Reproduce each record below in full, word for word, without images.

━━━━━ Material for this exercise

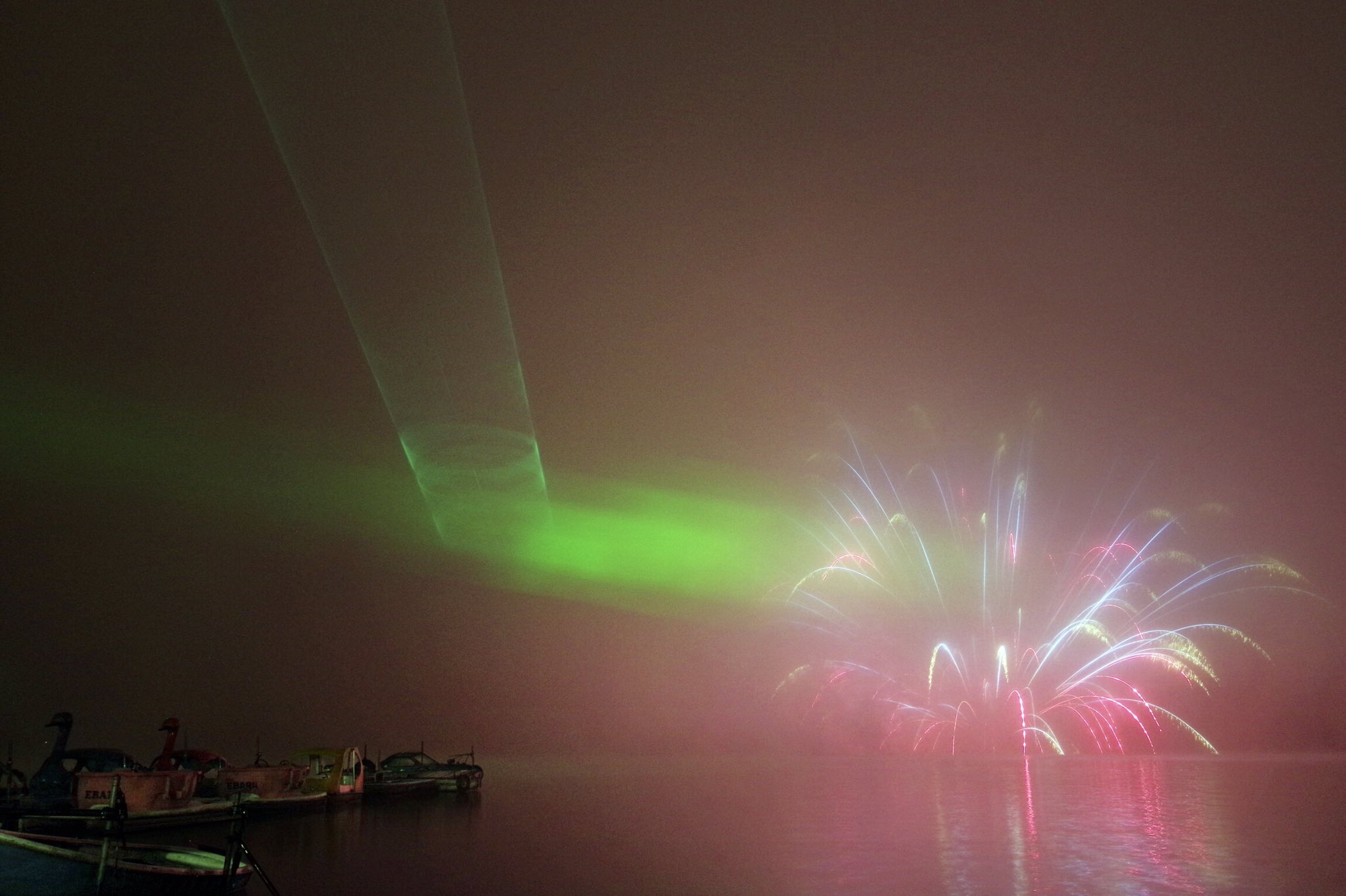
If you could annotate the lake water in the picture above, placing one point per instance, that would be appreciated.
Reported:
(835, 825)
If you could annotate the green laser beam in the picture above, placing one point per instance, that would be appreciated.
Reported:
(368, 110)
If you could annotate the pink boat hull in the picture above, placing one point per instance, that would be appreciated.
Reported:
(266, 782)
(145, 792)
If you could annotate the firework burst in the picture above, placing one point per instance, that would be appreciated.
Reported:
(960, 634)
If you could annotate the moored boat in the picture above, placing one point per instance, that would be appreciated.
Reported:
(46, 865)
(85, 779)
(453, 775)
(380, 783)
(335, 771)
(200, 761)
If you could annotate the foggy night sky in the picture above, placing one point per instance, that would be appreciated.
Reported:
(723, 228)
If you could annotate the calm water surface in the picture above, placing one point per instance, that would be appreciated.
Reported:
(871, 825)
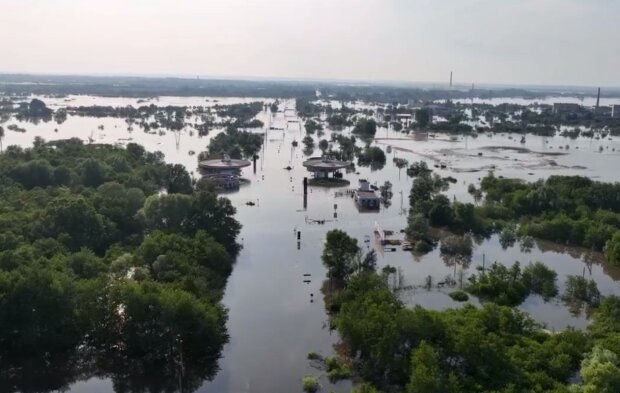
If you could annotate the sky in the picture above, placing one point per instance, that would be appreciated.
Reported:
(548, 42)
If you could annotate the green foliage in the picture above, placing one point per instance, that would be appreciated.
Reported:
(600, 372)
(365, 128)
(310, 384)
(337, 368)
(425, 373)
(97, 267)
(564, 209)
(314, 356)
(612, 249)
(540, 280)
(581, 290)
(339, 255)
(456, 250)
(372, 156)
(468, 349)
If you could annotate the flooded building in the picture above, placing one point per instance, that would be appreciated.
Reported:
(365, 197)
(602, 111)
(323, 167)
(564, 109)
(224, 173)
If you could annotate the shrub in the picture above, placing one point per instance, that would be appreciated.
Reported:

━━━━━━━━━━

[Response below]:
If you could annotate the lake water in the picture above, placing one point per instance, that would be appreciated.
Reported:
(835, 825)
If you could annotate the green laser beam in the picture above, placing one point per instance, that would be appreciated.
Reported:
(368, 110)
If you could annotate the pink boat hull in the picture above, placing one point per instance, that would be appreciated.
Reported:
(266, 782)
(145, 792)
If you could annotate the firework burst in the picture above, placing one point per instance, that would be appreciated.
Reported:
(960, 634)
If you could annotate the moored boat in the picture above, placing one point per instance, that would be appreciated.
Reported:
(46, 865)
(85, 779)
(453, 775)
(380, 783)
(335, 771)
(200, 761)
If you could annotate the foggy night sky in the picture above, placing one point per instance, that would be appreciated.
Reported:
(723, 228)
If you could annotate the calm water surface in the picture above, placing one point per instance, that would be appreciated.
Reported:
(871, 825)
If you could annotate the sky in the picture above, placing one point per instance, that would be appreciated.
Reported:
(548, 42)
If you could annotate the green foliage in the picture above, placing one point per instance, that would be appreciated.
Reported:
(600, 372)
(365, 128)
(310, 384)
(337, 368)
(425, 373)
(97, 267)
(564, 209)
(314, 356)
(612, 249)
(540, 280)
(581, 290)
(339, 255)
(456, 250)
(372, 156)
(468, 349)
If you could annotate the flooded building in the picture above, placing one point per instance, that would be appreciated.
Reported:
(365, 197)
(602, 111)
(323, 167)
(564, 109)
(224, 173)
If you could annotate the shrub in the picture above, placing one point per instance, that would be appreciated.
Reported:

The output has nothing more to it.